Tarefa 1: Edite as linhas de dados mais abaixo, começando na que contém "Annotation guideline — the target class is girl" e indo até a última delas, trocando "axis-aligned" por "axis-parallel" sem mudar mais nada. Devolva só esse trecho.

***** Trecho do documento

UMA NOVA MANEIRA DE CONVIVER: FETICHE, CONSUMO E

LOUÇAS (XÍCARAS)!

A questão econômica, indo do passado para o presente e deste para aquele, traz

implicações políticas e sociais no ato de se tentar interpretar o passado, empreendido por

arqueólogos, historiadores e pesquisadores de áreas com este interesse. Esta questão é de

incomensurável responsabilidade. Precisa-se ter em mente que os processos de

“desenvolvimento” não são tão exatos quanto parece. O consumo pode ser visto, neste

devir, por finalidades ou forças culturais, as quais se oferecem para desconstrução.

**********

Tarefa 2: Dê sequência ao texto sobre consumo e interpretação do passado a partir do ponto em que ele termina.

***** Trecho dos dados

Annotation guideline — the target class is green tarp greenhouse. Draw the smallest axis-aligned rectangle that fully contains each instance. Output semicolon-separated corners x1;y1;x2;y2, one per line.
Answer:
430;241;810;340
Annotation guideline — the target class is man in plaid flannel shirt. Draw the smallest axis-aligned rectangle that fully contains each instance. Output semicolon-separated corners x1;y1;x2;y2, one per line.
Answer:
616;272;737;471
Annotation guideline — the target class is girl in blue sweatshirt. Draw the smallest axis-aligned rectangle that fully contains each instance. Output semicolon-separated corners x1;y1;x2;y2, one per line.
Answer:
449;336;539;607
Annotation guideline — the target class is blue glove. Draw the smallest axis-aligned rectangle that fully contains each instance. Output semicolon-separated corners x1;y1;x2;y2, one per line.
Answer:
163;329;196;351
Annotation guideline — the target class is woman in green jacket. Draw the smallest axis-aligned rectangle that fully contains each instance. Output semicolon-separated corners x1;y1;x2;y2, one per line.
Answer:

**********

Resposta certa 1:
Annotation guideline — the target class is girl in blue sweatshirt. Draw the smallest axis-parallel rectangle that fully contains each instance. Output semicolon-separated corners x1;y1;x2;y2, one per line.
Answer:
449;336;539;607
Annotation guideline — the target class is blue glove. Draw the smallest axis-parallel rectangle that fully contains each instance. Output semicolon-separated corners x1;y1;x2;y2, one per line.
Answer:
163;329;196;351
Annotation guideline — the target class is woman in green jacket. Draw the smallest axis-parallel rectangle that fully contains each instance. Output semicolon-separated corners x1;y1;x2;y2, one per line.
Answer:

Resposta certa 2:
É o caso desta pesquisa, que toma como ponto de partida a necessidade de

entender a presença de um número tão grande de louças brancas em sítios históricos

específicos e que estão depositados no Laboratório de Arqueologia Alfredo Mendonça de

Souza. São mais de mil fragmentos resgatados e mais de novecentos analisados e

inventariados, sendo estes de diferentes lugares, fábricas e técnicas de produção. Olhando

além do uso funcional dessas louças é possível entrever seu uso simbólico que, por sua

vez, nos leva a questionar sobre o modo de vida e principalmente sobre a convivialidade

entre diferentes classes sociais na Manaus Antiga da virada do século XIX para o XX,

período histórico convencionalmente chamado Belle Époque, quando a cidade passa por

períodos economicamente e socialmente distintos.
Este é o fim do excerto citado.